* _INSTRUCTIONS FOR THE TASK_: Rewrite the material below, substituting "object localization tool" for each occurrence of "automated visual grounding system" and keeping every other character unchanged.

* _DATA FOR PROCESSING_:
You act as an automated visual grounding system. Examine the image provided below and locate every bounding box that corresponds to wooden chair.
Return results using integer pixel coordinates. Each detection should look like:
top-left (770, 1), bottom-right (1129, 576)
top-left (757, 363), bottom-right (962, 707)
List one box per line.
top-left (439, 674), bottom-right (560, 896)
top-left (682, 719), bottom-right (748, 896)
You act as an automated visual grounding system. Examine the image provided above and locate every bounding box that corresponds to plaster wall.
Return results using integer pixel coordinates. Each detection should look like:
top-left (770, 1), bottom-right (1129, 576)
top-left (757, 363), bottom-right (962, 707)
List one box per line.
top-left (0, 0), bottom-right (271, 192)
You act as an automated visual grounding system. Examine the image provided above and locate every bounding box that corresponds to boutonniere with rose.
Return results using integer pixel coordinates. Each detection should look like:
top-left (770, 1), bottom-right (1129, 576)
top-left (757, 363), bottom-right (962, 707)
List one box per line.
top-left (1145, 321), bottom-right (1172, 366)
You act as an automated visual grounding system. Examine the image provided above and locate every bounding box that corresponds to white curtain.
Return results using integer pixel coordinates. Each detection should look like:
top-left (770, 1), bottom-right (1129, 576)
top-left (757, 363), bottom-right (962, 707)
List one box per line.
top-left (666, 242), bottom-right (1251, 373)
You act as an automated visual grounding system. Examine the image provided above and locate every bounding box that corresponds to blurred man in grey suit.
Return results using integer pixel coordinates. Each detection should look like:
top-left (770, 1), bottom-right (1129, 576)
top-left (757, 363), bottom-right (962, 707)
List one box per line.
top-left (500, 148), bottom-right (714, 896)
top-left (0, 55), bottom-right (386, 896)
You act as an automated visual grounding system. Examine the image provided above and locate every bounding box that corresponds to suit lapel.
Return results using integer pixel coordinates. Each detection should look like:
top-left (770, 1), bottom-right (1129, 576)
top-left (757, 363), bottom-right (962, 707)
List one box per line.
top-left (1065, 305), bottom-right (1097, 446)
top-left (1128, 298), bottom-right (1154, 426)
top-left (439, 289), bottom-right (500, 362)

* _WORKED ANSWER_:
You act as an object localization tool. Examine the image provided below and locate every bounding box that corresponds to wooden chair.
Return results using integer pixel coordinates. Each detection should look like:
top-left (770, 1), bottom-right (1129, 576)
top-left (757, 363), bottom-right (962, 707)
List one box per line.
top-left (439, 674), bottom-right (560, 896)
top-left (682, 719), bottom-right (748, 896)
You act as an object localization tool. Examine the image provided above and locate every bounding box that corresponds to plaster wall.
Return results using integer pixel coordinates. Each detection should look like:
top-left (770, 1), bottom-right (1129, 576)
top-left (757, 363), bottom-right (962, 707)
List one box per line.
top-left (0, 0), bottom-right (271, 192)
You act as an object localization tool. Examine the image provided above and locate every bounding box that corresponds to boutonniere with rose.
Return results using integer pixel coordinates. Each detection should look like:
top-left (770, 1), bottom-right (1129, 576)
top-left (757, 363), bottom-right (962, 707)
List one box per line.
top-left (1145, 321), bottom-right (1172, 366)
You act as an object localization tool. Examine the image provided above and locate every bounding box that corresponds to white curtain.
Return results using integer pixel coordinates. Each detection should look like:
top-left (770, 1), bottom-right (1129, 576)
top-left (757, 363), bottom-right (962, 707)
List one box per line.
top-left (666, 242), bottom-right (1251, 373)
You act as an object localization tool. Examine the image provided above and locate every bounding box that corresponds to blurred man in grey suit.
Return results using integer pixel coordinates. Each detection should look like:
top-left (770, 1), bottom-right (1129, 576)
top-left (757, 363), bottom-right (962, 707)
List one box per line.
top-left (500, 148), bottom-right (714, 896)
top-left (0, 55), bottom-right (386, 896)
You act as an object localization tool. Examine the image provided above and locate every bounding box that corresponds to suit lapel.
Return results using integer pixel coordinates. Each detection should look like:
top-left (770, 1), bottom-right (1129, 576)
top-left (757, 363), bottom-right (962, 707)
List one box per line.
top-left (1065, 305), bottom-right (1097, 446)
top-left (1128, 298), bottom-right (1154, 426)
top-left (439, 289), bottom-right (500, 362)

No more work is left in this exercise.